— Start —

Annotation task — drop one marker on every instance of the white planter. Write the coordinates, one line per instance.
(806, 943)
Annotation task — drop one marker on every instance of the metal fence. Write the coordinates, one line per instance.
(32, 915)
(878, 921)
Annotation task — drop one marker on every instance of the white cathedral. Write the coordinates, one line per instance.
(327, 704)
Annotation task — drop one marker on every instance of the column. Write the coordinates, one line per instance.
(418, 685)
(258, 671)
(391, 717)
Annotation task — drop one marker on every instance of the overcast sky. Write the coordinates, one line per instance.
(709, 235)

— End —

> The exercise
Rewrite all the items above, changing "marker" to "pin" and leaving everything else as it is.

> Exercise solution
Annotation task — drop one pin on every instance of the white planter. Write the coordinates, one line per instance.
(806, 943)
Annotation task — drop one pin on every instance of the metal fence. Write the coordinates, one line per instance.
(32, 915)
(878, 921)
Annotation task — drop one pin on every instance of the white cathedral. Write the coordinates, one line per instance.
(327, 704)
Annotation task — drop one pin on every instance of the column. Write the coordinates, one line per instance.
(418, 685)
(258, 671)
(391, 717)
Annotation task — drop one pin on every instance of the overcast sky. Write the coordinates, one line per instance.
(709, 235)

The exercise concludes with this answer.